▶ Work required: Retype the part of the ICD-10 blog post that begins with the words "Tomorrow, U.S. health" and ends after "and medical record.".

▶ Text under study:

The Apixio Blog
An ICD-10 Guide to Game of Thrones
The sixth season of HBO’s Game of Thrones doesn’t start until April 2016. But rejoice, GoT fans: winter is coming in the form of ICD-10 codes.
Tomorrow, U.S. health providers must start using a massive new set of International Classification of Diseases (ICD) codes called ICD-10. These alphanumeric designations are given to every diagnosis and cause of death in humans, and they’re in every hospital and physician office billing statement and medical record.
Not everyone is thrilled with the new system. The American Medical Association calls it an unfunded mandate and had succeeded in delaying implementation. Proponents note that the old system hasn’t been updated in 36 years and is obsolete.
We’ve found that data mining through cognitive computing can unlock the treasure of information contained in these codes and be a secret weapon, like wildfire at the Battle of Blackwater.

▶ Data:
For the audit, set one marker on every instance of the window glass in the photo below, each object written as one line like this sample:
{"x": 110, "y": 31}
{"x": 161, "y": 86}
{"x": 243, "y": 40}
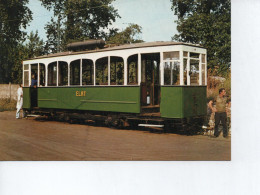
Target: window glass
{"x": 203, "y": 73}
{"x": 52, "y": 74}
{"x": 63, "y": 73}
{"x": 185, "y": 70}
{"x": 75, "y": 72}
{"x": 102, "y": 71}
{"x": 172, "y": 73}
{"x": 194, "y": 55}
{"x": 26, "y": 67}
{"x": 87, "y": 72}
{"x": 171, "y": 55}
{"x": 42, "y": 74}
{"x": 26, "y": 78}
{"x": 203, "y": 56}
{"x": 194, "y": 68}
{"x": 132, "y": 70}
{"x": 116, "y": 71}
{"x": 34, "y": 75}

▶ Answer to the exercise:
Tomorrow, U.S. health providers must start using a massive new set of International Classification of Diseases (ICD) codes called ICD-10. These alphanumeric designations are given to every diagnosis and cause of death in humans, and they’re in every hospital and physician office billing statement and medical record.